“The challenge to the Prison and Probation Service is clear: prisons designed for fit, young men must adjust to the largely unexpected and unplanned roles of care home and even hospice.” – Nigel Newcomen.
Background to the Report:
The numbers of prisoners in the UK over the age of 50 has nearly trebled, from more than 4,800 in 2002, to nearly 12,600 in 2016.This can be attributed to various causes, such as longer sentencing, and prosecution of historic crimes, such as sex offences.
As the number of older people in prison increases, the number of deaths in prison will inevitably increase also. In the last decade, the number of naturally-caused deaths of prisoners over 50 has more than doubled, and this new demographic of older prisoners brings with it new specific challenges for the prison service.
Overall, the report aims to assist prisons to better cope with the changes ahead, and provide an evidence base that will contribute to an effective older prisoners’ strategy.
The findings of this report fall under three overarching themes:
- Prisons staff should make proportionate decisions in context: This finding is particularly relevant to the issue of restraints risk assessments, determining when or how to involve families, or to assessing applications for compassionate leave.
- Prisons should have a coordinated approach to the care and management of older prisoners: Where a prisoner’s condition is complex, or where multiple organisations, teams or individuals are involved in the prisoner’s care or management, there is a strong need for coordination between parties.

*Your tasks*.
A – Answer these questions from the passage on older prisoners:
(i) About how many prisoners in the UK were over the age of 50 in 2016?
(ii) How has the number of naturally-caused deaths of prisoners over 50 changed in the last decade?
(iii) How many overarching themes do the report's findings fall under?
B – According to the passage on older prisoners, why has the number of UK prisoners over the age of 50 risen so sharply since 2002?
C – Copy the passage on older prisoners word for word, from "Background to the" up to and including "older prisoners’ strategy.".

Records from a data source:

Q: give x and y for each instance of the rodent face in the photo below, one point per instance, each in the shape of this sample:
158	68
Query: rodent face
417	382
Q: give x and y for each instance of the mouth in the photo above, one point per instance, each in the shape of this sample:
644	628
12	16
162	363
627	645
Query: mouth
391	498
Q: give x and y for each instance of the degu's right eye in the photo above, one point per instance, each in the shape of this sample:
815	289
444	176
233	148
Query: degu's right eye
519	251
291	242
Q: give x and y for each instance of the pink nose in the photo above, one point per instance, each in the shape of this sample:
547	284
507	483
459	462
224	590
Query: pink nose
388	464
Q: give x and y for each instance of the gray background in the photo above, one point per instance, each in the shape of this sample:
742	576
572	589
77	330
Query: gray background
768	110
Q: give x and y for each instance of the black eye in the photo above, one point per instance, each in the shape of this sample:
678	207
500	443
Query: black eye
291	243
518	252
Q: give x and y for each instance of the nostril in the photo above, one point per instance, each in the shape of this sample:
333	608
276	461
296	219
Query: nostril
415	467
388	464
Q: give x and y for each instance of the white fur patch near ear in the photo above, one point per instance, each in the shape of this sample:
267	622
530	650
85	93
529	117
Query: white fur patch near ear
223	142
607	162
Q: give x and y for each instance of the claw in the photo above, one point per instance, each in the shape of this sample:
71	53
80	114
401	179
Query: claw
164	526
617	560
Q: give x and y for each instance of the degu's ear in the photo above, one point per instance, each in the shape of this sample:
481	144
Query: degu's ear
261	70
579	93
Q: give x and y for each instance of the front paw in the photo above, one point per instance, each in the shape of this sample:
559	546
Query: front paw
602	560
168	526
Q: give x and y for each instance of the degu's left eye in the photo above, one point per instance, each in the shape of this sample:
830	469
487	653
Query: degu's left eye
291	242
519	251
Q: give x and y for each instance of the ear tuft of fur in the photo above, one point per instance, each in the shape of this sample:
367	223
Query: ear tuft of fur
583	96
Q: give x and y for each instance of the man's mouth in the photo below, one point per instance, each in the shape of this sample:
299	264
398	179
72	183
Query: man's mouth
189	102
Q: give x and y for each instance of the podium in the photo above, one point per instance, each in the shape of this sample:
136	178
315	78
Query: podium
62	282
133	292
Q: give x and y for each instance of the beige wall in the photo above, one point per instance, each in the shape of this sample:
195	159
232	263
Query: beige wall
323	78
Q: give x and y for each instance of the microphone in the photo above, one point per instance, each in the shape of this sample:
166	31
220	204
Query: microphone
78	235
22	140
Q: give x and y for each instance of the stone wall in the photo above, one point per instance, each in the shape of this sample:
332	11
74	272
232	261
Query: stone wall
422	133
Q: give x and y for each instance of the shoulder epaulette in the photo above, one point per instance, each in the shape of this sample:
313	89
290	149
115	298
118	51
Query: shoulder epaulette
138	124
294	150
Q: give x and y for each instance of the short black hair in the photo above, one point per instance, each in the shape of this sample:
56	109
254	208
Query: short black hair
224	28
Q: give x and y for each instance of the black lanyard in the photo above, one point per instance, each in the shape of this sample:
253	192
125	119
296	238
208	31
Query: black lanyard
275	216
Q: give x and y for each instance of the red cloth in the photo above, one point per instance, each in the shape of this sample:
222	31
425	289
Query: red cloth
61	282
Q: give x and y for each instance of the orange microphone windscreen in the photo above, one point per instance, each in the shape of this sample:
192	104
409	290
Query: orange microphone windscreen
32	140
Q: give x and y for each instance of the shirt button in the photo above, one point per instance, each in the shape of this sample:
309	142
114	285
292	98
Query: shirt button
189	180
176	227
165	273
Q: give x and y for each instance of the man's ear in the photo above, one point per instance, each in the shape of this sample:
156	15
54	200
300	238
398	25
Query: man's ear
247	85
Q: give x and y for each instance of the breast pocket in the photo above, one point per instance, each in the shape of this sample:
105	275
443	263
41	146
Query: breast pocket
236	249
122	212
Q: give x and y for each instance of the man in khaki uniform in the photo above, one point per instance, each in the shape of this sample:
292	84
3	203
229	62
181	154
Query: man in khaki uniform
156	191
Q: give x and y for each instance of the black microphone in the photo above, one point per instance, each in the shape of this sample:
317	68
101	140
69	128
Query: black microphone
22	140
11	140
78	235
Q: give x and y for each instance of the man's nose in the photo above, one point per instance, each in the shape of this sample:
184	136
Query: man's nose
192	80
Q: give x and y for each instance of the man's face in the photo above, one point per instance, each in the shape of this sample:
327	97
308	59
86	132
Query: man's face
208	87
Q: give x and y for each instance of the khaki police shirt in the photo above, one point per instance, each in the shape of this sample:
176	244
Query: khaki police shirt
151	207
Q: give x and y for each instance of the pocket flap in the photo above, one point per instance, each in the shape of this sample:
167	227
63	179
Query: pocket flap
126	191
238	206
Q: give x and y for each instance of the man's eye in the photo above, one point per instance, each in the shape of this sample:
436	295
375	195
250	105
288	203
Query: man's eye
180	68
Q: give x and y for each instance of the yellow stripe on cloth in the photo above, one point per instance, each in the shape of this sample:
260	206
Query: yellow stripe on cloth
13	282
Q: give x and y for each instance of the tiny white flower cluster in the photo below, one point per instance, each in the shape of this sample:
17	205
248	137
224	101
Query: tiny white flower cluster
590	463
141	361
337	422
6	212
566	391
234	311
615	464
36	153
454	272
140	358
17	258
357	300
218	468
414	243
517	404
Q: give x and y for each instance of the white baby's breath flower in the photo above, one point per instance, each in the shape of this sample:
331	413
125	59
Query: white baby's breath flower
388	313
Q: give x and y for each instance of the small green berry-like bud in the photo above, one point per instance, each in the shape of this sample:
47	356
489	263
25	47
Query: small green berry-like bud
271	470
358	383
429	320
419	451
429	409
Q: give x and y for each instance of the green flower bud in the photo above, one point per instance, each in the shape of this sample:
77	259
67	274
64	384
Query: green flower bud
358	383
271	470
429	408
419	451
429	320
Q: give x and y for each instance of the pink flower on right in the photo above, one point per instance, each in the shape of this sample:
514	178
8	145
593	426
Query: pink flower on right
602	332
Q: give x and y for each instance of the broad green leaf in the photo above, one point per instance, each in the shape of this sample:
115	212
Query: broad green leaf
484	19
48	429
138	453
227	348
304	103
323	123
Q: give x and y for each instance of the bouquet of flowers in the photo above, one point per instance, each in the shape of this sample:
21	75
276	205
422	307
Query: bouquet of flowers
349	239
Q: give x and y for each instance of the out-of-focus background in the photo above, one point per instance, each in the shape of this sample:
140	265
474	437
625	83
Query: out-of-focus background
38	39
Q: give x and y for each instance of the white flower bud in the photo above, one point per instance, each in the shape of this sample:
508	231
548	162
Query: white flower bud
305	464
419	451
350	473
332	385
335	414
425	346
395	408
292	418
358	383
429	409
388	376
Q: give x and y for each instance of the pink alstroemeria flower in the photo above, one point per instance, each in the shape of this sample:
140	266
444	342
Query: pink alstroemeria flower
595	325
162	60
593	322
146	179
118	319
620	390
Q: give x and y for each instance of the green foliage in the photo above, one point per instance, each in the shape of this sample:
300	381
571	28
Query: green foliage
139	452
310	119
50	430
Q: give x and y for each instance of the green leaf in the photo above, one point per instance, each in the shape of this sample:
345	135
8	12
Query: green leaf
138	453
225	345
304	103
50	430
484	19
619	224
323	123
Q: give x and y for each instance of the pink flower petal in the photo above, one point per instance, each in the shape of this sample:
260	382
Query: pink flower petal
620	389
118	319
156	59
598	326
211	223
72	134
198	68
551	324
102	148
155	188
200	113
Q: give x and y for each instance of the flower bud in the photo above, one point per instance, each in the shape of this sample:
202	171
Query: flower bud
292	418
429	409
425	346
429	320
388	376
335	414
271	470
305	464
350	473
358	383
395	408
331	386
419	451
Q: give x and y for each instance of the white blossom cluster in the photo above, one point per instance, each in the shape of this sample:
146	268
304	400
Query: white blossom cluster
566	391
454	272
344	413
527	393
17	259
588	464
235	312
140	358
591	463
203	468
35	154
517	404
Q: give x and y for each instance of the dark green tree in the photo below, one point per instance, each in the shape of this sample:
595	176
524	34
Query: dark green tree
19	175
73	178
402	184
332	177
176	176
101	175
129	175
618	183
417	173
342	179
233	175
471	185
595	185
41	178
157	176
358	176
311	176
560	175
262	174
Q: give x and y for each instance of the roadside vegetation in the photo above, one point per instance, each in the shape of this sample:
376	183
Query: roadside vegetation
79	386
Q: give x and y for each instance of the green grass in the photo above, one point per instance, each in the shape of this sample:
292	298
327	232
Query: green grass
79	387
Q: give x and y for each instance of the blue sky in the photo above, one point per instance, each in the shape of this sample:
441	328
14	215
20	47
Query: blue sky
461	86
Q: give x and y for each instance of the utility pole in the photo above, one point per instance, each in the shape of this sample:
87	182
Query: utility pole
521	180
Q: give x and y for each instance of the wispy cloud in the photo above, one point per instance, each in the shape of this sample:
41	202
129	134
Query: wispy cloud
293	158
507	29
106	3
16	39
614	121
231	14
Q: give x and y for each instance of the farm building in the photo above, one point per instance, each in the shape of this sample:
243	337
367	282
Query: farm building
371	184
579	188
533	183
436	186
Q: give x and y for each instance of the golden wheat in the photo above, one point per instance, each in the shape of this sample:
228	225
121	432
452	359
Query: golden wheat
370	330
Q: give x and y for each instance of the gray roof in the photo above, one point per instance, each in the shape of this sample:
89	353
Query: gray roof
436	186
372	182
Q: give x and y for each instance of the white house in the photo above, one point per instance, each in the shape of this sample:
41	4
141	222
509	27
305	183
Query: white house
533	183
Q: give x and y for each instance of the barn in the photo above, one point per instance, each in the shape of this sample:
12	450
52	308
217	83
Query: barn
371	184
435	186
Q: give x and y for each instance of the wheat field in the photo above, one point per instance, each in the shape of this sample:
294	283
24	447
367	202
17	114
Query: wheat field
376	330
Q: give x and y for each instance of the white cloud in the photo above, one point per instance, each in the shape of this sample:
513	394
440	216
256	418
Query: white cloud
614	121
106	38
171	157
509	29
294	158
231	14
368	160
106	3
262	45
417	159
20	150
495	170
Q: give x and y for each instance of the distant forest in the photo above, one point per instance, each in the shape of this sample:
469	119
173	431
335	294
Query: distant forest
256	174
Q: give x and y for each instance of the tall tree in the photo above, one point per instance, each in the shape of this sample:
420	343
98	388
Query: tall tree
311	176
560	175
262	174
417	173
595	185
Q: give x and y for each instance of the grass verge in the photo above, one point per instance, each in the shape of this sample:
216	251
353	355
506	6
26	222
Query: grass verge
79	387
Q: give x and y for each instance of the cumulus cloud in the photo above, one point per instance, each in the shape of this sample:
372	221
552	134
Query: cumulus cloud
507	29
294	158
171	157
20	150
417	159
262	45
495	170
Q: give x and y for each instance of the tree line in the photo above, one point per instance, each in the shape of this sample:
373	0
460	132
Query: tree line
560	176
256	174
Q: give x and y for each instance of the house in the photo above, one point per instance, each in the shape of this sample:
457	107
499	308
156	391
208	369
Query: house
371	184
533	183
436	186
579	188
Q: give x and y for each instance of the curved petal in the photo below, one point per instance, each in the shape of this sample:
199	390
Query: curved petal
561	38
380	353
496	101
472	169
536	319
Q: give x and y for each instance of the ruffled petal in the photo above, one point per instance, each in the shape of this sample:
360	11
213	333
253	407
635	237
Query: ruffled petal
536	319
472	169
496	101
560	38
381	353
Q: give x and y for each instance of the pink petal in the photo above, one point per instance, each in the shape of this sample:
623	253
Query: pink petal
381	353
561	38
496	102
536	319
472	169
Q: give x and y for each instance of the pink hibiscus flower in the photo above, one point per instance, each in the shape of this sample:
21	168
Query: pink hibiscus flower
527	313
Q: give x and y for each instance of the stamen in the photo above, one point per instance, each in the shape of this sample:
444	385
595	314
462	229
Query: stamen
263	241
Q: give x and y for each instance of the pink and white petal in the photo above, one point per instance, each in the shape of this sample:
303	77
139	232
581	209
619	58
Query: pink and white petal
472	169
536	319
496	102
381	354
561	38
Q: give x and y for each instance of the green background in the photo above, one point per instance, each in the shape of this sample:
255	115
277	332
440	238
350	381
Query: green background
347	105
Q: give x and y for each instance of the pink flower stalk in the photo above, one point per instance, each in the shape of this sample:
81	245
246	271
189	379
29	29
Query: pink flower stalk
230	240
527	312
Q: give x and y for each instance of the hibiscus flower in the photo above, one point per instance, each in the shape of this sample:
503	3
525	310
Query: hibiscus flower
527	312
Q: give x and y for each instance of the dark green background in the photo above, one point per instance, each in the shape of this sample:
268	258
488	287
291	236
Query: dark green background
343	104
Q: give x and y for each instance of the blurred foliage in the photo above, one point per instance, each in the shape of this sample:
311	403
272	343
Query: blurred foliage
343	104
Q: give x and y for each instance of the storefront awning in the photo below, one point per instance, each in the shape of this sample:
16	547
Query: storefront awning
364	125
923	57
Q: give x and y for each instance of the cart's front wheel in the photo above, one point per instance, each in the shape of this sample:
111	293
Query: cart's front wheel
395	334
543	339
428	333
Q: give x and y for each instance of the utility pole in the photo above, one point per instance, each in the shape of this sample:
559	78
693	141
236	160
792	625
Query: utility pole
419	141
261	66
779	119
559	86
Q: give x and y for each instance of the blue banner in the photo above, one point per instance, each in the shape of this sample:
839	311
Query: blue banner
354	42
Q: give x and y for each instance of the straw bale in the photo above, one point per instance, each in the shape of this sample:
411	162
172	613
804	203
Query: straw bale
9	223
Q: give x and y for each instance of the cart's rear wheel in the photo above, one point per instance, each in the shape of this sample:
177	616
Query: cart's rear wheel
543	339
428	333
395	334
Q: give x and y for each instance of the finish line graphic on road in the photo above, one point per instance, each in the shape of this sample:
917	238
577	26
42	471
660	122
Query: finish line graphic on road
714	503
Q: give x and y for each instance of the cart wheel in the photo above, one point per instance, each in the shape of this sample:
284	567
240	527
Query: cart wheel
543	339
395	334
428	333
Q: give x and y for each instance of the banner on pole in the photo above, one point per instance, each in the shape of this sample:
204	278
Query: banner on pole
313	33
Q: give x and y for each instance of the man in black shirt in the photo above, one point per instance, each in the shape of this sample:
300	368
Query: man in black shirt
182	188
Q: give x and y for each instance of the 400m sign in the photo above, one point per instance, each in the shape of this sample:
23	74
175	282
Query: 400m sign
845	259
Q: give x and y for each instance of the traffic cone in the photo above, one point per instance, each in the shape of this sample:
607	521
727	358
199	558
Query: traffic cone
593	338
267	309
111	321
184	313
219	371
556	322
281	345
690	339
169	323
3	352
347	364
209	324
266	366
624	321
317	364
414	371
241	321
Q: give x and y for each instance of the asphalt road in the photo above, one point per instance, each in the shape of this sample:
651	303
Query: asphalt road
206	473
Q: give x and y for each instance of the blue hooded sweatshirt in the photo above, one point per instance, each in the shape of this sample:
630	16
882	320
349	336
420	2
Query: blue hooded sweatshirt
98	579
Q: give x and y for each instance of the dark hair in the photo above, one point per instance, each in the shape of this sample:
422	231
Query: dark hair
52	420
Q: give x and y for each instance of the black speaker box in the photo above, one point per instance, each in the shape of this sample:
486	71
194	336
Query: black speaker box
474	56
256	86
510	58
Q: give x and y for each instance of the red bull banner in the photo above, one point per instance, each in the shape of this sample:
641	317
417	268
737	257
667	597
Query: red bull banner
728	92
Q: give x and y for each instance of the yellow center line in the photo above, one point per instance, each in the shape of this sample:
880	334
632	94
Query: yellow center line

*Solution list*.
A –
(i) Nearly 12,600.
(ii) It has more than doubled.
(iii) Three.

B – The rise is attributed to longer sentencing and to the prosecution of historic crimes, such as sex offences. These causes helped the number nearly treble, from more than 4,800 in 2002 to nearly 12,600 in 2016.

C –
Background to the Report:
The numbers of prisoners in the UK over the age of 50 has nearly trebled, from more than 4,800 in 2002, to nearly 12,600 in 2016.This can be attributed to various causes, such as longer sentencing, and prosecution of historic crimes, such as sex offences.
As the number of older people in prison increases, the number of deaths in prison will inevitably increase also. In the last decade, the number of naturally-caused deaths of prisoners over 50 has more than doubled, and this new demographic of older prisoners brings with it new specific challenges for the prison service.
Overall, the report aims to assist prisons to better cope with the changes ahead, and provide an evidence base that will contribute to an effective older prisoners’ strategy.